Aufgabenstellung =
Kopiere unverändert den Abschnitt, der mit der Zeile beginnt, die „Can you locate the dog's front“ enthält, und bis zum Ende der Datensätze reicht, wobei beide Grenzen eingeschlossen sind. Die Bilder werden in der Antwort weggelassen.

(Ein Datenblock)
= = = = =

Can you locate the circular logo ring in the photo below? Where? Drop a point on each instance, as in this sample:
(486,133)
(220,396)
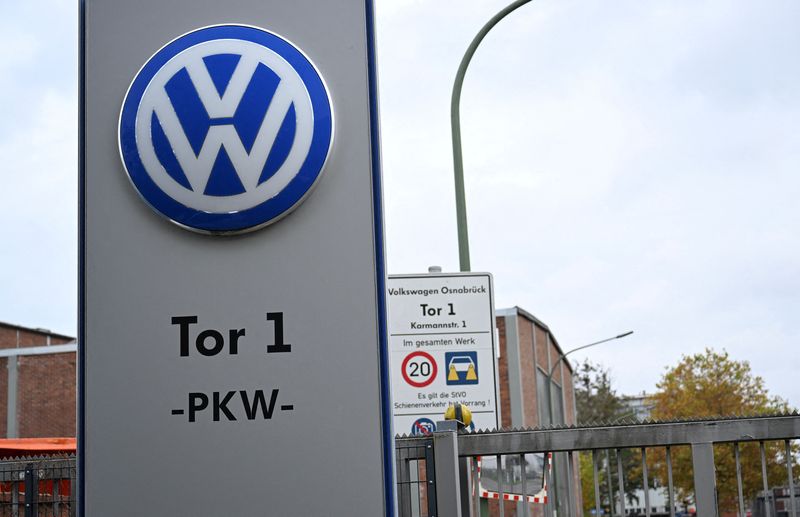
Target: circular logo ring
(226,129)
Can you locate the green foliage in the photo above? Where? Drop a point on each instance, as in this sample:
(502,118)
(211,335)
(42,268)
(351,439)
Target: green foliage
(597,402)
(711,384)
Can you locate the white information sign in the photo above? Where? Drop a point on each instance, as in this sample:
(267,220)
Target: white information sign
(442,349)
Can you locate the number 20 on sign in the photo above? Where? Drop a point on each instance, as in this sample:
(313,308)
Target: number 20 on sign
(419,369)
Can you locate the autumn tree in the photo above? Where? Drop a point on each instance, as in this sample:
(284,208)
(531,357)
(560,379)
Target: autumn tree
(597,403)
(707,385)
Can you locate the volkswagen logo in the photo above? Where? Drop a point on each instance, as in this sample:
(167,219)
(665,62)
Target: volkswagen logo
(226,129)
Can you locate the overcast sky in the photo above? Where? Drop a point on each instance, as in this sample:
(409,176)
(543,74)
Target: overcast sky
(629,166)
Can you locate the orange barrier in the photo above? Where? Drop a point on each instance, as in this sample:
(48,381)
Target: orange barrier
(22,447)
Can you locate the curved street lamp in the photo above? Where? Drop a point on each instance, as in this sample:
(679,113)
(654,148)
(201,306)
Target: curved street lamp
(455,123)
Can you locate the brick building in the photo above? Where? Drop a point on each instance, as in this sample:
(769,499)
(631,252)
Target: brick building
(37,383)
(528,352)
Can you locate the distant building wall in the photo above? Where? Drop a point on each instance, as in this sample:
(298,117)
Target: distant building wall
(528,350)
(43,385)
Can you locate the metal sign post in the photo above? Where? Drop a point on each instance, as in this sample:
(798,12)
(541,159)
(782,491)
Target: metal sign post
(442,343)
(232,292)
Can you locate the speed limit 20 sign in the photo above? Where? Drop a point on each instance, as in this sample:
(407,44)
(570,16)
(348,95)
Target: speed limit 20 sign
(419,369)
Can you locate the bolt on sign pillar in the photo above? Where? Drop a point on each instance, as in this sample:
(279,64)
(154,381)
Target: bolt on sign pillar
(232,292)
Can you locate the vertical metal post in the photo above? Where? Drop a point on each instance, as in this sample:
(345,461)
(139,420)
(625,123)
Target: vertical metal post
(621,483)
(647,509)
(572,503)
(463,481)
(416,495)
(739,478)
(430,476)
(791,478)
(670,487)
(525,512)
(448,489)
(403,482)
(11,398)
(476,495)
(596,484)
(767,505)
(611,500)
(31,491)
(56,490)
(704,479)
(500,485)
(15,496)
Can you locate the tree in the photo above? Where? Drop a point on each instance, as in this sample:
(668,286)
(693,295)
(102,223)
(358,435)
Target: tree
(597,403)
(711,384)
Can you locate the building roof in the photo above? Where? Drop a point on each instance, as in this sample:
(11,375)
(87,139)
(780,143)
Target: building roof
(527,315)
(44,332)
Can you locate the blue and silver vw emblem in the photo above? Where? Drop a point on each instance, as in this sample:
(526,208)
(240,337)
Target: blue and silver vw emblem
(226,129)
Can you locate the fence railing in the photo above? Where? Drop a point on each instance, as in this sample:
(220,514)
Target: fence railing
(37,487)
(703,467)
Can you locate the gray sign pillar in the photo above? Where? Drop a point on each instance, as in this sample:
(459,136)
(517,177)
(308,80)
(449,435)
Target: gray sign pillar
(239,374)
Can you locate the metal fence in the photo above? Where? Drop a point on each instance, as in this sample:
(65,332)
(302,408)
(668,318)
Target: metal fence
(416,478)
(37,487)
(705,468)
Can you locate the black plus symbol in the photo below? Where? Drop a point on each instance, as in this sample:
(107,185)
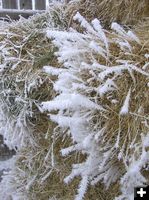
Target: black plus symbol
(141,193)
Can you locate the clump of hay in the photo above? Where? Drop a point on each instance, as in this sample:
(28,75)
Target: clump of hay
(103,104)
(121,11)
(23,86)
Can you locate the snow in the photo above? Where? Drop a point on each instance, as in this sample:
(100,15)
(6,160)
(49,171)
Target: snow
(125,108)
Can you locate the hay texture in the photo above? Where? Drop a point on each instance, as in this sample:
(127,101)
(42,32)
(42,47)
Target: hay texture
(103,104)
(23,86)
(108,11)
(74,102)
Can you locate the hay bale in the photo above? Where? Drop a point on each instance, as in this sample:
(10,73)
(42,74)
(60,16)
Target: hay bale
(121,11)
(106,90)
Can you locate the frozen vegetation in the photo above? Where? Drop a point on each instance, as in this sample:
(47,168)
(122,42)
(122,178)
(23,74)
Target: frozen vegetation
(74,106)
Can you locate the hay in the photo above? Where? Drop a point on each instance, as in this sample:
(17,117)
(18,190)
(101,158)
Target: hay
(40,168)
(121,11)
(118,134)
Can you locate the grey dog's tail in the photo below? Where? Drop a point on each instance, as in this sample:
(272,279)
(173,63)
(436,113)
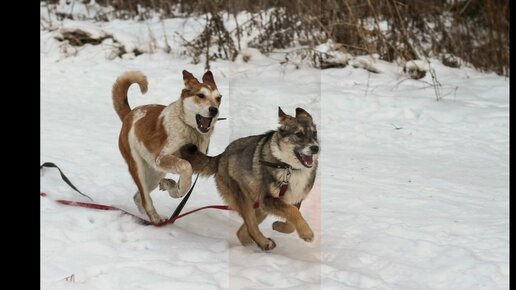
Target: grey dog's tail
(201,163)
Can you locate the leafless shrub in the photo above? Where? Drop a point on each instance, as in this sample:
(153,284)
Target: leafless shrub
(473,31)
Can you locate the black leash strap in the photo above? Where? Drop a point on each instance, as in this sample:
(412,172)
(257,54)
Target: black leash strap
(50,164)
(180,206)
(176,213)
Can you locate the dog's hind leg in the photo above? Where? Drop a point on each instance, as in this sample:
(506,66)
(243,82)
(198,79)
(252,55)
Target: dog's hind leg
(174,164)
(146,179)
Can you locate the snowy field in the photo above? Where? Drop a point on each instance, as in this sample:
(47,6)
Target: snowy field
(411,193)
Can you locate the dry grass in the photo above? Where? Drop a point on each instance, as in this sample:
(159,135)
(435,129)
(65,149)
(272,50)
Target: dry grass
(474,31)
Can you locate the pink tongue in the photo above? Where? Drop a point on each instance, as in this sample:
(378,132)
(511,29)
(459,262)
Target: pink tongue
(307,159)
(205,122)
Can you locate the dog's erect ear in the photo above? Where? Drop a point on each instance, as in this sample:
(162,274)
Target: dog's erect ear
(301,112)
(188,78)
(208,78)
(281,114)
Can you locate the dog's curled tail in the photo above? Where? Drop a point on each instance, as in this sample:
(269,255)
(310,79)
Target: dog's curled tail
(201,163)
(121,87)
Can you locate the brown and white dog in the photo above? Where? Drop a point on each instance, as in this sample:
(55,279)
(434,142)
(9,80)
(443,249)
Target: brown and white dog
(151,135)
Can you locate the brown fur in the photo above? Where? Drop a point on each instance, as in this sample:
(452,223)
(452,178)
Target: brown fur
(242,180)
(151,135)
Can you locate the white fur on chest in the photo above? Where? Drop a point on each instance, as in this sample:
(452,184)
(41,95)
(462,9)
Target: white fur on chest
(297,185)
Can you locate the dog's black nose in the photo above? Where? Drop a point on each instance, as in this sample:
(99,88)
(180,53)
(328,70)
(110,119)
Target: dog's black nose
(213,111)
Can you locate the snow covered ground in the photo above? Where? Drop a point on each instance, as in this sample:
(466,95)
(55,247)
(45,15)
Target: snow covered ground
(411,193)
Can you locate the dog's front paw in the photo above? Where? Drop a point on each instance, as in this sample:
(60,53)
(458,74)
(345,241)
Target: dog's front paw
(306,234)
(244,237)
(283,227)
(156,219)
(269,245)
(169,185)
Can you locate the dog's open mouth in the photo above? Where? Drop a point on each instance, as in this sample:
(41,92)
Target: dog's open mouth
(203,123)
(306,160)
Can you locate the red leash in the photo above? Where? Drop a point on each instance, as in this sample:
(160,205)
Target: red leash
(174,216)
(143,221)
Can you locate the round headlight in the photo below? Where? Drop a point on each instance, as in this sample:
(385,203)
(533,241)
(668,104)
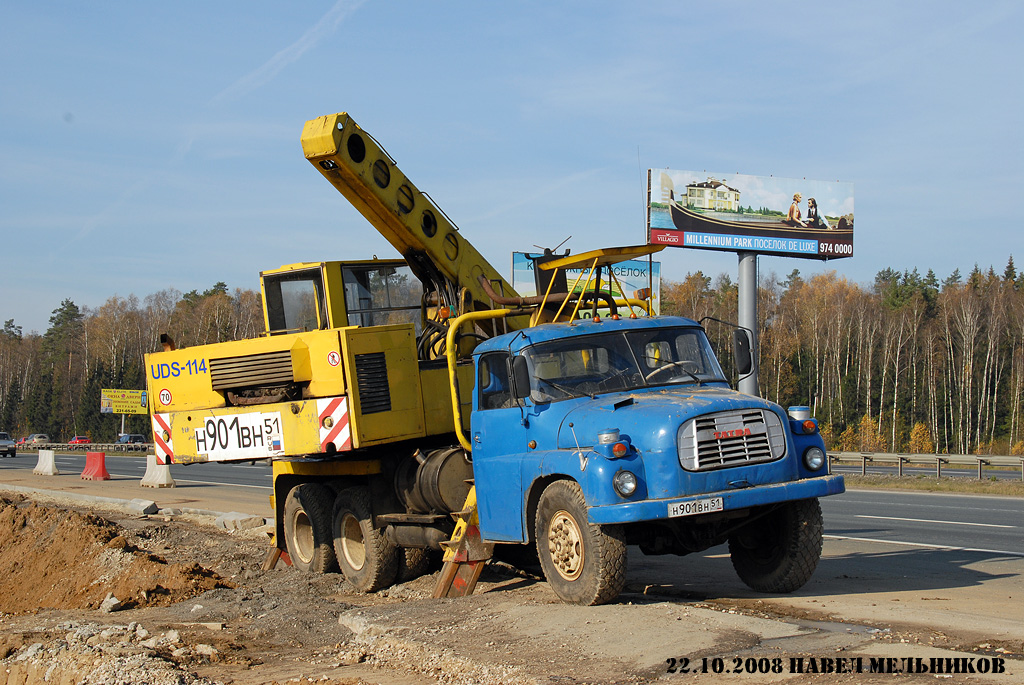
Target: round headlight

= = = = =

Lösung =
Can you locate the dog's front paw in the photo above? Where? Drop a point on each instance, as in this sample:
(60,53)
(458,74)
(345,241)
Target: dog's front paw
(306,234)
(244,237)
(283,227)
(156,219)
(269,245)
(169,185)
Can you locate the dog's open mouth in the photo above? Where? Drop a point on each instance, as in this sample:
(41,92)
Target: dog's open mouth
(203,123)
(306,160)
Can you locate the red leash in the photo above? Where? Drop a point on each instance, as in this sample:
(160,205)
Target: red leash
(174,216)
(143,221)
Can you locate the round headlight in the photo below? Where? Drop a point on each instance, as in this sample:
(385,203)
(533,241)
(668,104)
Target: round headlight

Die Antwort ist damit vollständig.